> Page

= = = = =

Le tombeau de saint Maron a-t-il vraiment été touché mercredi soir lors de bombardements turcs sur la localité de Brad, dans la province d’Alep? C’est ce qu’affirme le régime syrien de Bachar el-Assad, qui a publié l’information jeudi sur le site internet de la Direction générale des antiquités et des musées en Syrie (DGAM).
Selon les autorités de Damas, l’aviation turque aurait endommagé un site archéologique chrétien classé au patrimoine mondial de l’Unesco, alors que les forces d’Ankara avaient engagé une offensive dans le nord-ouest du pays contre l’enclave kurde de Afrine. La Turquie, aidée par des groupes rebelles syriens, a lancé le 20 janvier une offensive, baptisée Rameau d’olivier, pour chasser de sa frontière la milice kurde des Unités de protection du peuple (YPG – considérée comme terroriste par Ankara). Ses forces se sont emparées dimanche de la ville de Afrine, chassant les YPG de l’enclave.

= = = = =

> Extraits des entrées

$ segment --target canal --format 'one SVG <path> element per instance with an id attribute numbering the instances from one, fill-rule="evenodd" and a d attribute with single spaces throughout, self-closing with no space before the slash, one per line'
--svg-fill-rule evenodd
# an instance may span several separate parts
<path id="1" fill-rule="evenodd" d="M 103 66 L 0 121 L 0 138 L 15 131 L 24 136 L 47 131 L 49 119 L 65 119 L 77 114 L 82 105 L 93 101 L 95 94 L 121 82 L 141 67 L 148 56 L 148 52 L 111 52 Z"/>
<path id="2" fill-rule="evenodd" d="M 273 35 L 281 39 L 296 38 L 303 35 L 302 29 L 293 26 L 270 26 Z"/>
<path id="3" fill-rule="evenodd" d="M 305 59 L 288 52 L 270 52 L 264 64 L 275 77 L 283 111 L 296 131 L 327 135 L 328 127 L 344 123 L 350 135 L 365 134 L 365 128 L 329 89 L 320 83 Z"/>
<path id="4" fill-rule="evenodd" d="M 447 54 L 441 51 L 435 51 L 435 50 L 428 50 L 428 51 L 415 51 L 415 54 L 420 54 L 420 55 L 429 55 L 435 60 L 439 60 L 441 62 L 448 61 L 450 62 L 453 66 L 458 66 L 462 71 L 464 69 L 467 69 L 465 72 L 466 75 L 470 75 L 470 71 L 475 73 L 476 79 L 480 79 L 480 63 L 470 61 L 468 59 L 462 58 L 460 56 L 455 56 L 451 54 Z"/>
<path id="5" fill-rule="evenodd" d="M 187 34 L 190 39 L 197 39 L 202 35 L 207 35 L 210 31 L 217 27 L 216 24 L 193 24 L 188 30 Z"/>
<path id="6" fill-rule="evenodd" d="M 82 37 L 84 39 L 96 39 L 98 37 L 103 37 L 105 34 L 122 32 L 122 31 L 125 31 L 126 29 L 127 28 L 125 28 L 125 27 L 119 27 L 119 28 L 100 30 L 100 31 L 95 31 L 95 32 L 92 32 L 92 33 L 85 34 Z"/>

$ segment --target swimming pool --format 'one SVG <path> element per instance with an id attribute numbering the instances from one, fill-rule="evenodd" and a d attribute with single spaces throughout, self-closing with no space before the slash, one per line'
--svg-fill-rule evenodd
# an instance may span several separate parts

= = = = =

> Consigne 1
Remplacez « canal » par « river » dans le passage des entrées qui va de leur début jusqu'à la ligne contenant « 273 35 L 281 », bornes comprises. Redonnez ce passage sans aucune autre modification.
> Consigne 2
Poursuivez la page sur le tombeau de saint Maron à la suite de sa dernière phrase.
La page et les entrées proviennent de sources distinctes.

> Résultat 1
$ segment --target river --format 'one SVG <path> element per instance with an id attribute numbering the instances from one, fill-rule="evenodd" and a d attribute with single spaces throughout, self-closing with no space before the slash, one per line'
--svg-fill-rule evenodd
# an instance may span several separate parts
<path id="1" fill-rule="evenodd" d="M 103 66 L 0 121 L 0 138 L 15 131 L 24 136 L 47 131 L 49 119 L 65 119 L 77 114 L 82 105 L 93 101 L 95 94 L 121 82 L 141 67 L 148 56 L 148 52 L 111 52 Z"/>
<path id="2" fill-rule="evenodd" d="M 273 35 L 281 39 L 296 38 L 303 35 L 302 29 L 293 26 L 270 26 Z"/>

> Résultat 2
Les frappes auraient provoqué « la destruction de plusieurs édifices archéologiques importants », et parmi les structures touchées figure « le tombeau de saint Maron, patron de la communauté maronite, et l’église Saint-Julianos qui abrite ce tombeau », selon le chef de la Direction générale des antiquités Mahmoud Hammoud. Aucune preuve n’a cependant été apportée par les autorités syriennes qui n’étaient pas joignables par téléphone hier.
Archevêché d’Alep
L’Unesco a déploré à plusieurs reprises « l’immensité des dégâts » causés aux trésors archéologiques et culturels en Syrie depuis le début de la guerre en 2011. La destruction, par les jihadistes de l’État islamique (EI), des plus beaux temples de Palmyre, lors de leur occupation du site, reste en mémoire.
Le régime syrien se servirait-il du site chrétien de Brad, inscrit sur la liste du patrimoine mondial depuis 2011, pour se présenter comme l’ultime rempart face à l’islamisme et comme le défenseur des minorités chrétiennes ? « Il n’y a jamais eu de bombardements turcs à Brad, c’est un mensonge du régime et des milices du PKK. On ne s’en prend ni au patrimoine historique de notre pays ni aux églises », affirme le lieutenant-colonel Mohammad al-Hamadeen, porte-parole de l’Armée syrienne libre au sein de l’opération Rameau d’olivier, contacté par L’Orient-Le Jour. Mercredi soir, les forces de l’ASL sont parvenues à s’emparer des villages kurdes de Kimar et de Brad.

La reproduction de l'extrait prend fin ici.